→ **Задания**:
(a) Какую норму хлеба получали иждивенцы с 20 ноября 1941 года, согласно тексту о блокаде Ленинграда?
(b) Продолжите текст о блокаде Ленинграда с того места, где он заканчивается.

→ **Отрывок со страницы**:

Ко дню прорыва Ленинградской блокады.
https://www.youtube.com/watch?v=MDS1f6ne1tA
Началась блокада…
Всего только несколько месяцев прошло с начала войны, а город уже голодал. Всё меньше и меньше продуктов стали выдавать по карточкам. 20 ноября 1941 года рацион хлеба дошёл до 125 граммов иждивенцам и 250 — рабочим. Крупы давали 300 г, масла — 100 г в месяц. Потом пришло время, когда уже не выдавали ничего, кроме хлеба. Да и эти 125 г, от которых зависела жизнь, были не хлебом, а липким чёрным месивом, сделанным из мучных отходов, мокрым и расплывающимся в руках. Каждый растягивал свой кусок насколько мог…
Какое-то время ещё работали школы, кто был в силах — приходил. Сидели в пальто и шапках в ледяном, нетопленном классе, голодные. У всех — закопчённые лица: электричества уже не было, в квартирах горели коптилки — баночки с какой-то горючей жидкостью, в которые вставлялся маленький фитилёк. Света она даёт ничтожно мало, но коптит немилосердно: отсюда и название. И у учительницы нашей скопилась в морщинках эта копоть. Обессилевшие от голода люди постепенно стали опускаться — не мылись, покрылись вшами.

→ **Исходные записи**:

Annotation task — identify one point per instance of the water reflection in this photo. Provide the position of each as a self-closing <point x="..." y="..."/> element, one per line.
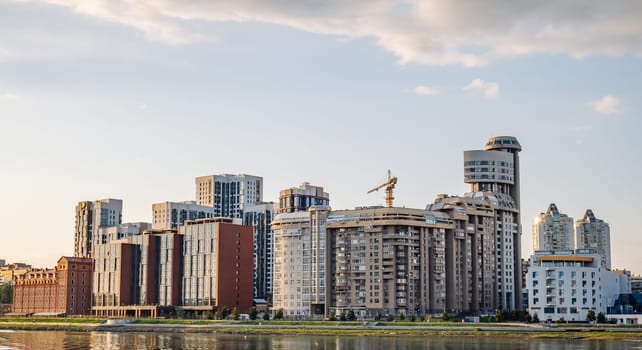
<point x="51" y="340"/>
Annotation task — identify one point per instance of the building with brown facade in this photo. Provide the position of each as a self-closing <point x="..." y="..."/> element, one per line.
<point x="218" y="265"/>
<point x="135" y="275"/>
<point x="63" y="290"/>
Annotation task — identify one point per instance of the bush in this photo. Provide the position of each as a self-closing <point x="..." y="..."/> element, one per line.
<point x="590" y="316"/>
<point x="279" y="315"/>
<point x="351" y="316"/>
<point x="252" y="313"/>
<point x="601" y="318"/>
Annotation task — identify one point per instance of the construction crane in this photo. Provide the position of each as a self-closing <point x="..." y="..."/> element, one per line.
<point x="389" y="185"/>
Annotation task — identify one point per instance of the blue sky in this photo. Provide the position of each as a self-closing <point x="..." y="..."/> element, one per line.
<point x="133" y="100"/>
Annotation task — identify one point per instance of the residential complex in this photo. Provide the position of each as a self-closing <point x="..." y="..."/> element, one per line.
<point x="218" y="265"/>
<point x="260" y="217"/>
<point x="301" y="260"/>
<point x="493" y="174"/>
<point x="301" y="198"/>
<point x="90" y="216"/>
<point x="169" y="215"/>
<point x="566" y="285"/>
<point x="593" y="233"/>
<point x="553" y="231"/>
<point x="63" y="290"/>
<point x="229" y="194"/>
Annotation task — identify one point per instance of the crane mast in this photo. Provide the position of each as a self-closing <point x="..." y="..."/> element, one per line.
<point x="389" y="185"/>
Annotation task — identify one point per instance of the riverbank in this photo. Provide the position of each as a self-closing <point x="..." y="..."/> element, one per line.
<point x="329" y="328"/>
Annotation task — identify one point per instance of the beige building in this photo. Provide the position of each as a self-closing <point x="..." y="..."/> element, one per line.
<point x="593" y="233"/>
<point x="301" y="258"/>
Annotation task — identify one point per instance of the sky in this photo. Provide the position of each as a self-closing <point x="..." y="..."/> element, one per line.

→ **Ответы**:
(a) 125 граммов.

(b)
Были столовые, где за талончик на 20 г крупы давали тарелку супа. Правда, суп — одно только название, но хоть что-нибудь, всё лучше, чем ничего. Раз пошли мы в такую столовую с девчонкой из моего класса. Я оторвала талончик, карточку положила на стол и пошла к окошечку получать свой суп. Вернулась обратно — девчонка сидит, а карточки моей нет. Она её украла. А ведь украсть карточку, когда 125 г хлеба в день и 300 г крупы в месяц, — это равносильно убийству. Я её хорошо помню, эту девчонку, — она была из тех, у кого животное чувство голода побеждало рассудок, они теряли человеческий облик и умирали в первую очередь. Эта выжила, потому что ела человеческое мясо. У неё был странный взгляд, какая-то ужасная походка — она ходила боком и говорила всегда только о еде. Потом, когда мы вместе оказались на казарменном положении и жили в общей комнате, она обворовала меня ещё раз. Но я не могла ничего прятать — меня это унижало! Я вспоминаю о ней сейчас без осуждения — я не виню её. Время было страшное, и нравственно выживали те, в ком не был побеждён дух.
Люди умирали прямо на улицах и так лежали по нескольку дней. Часто можно было увидеть трупы с вырезанными ягодицами. Бывало, что, если в семье кто-нибудь умирал, оставшиеся в живых старались как можно дольше его не хоронить, не заявлять о его смерти, чтобы получать на умершего хлебную карточку. Матери лежали в постели с мёртвыми детьми, чтобы получить ещё хоть крошку хлеба, пока не умирали сами. Так и оставались замёрзшие покойники в квартирах до весны.
И мы голодали со всеми вместе; мужчины сдавали быстрее, чем женщины. Дядя Коля весь опух от голода, а у Андрея — ноги в цинготных пятнах, он потерял почти все зубы, еле ходил, а было ему в то время года 32. Бабушка от голода уже не вставала — всё сидела возле печки.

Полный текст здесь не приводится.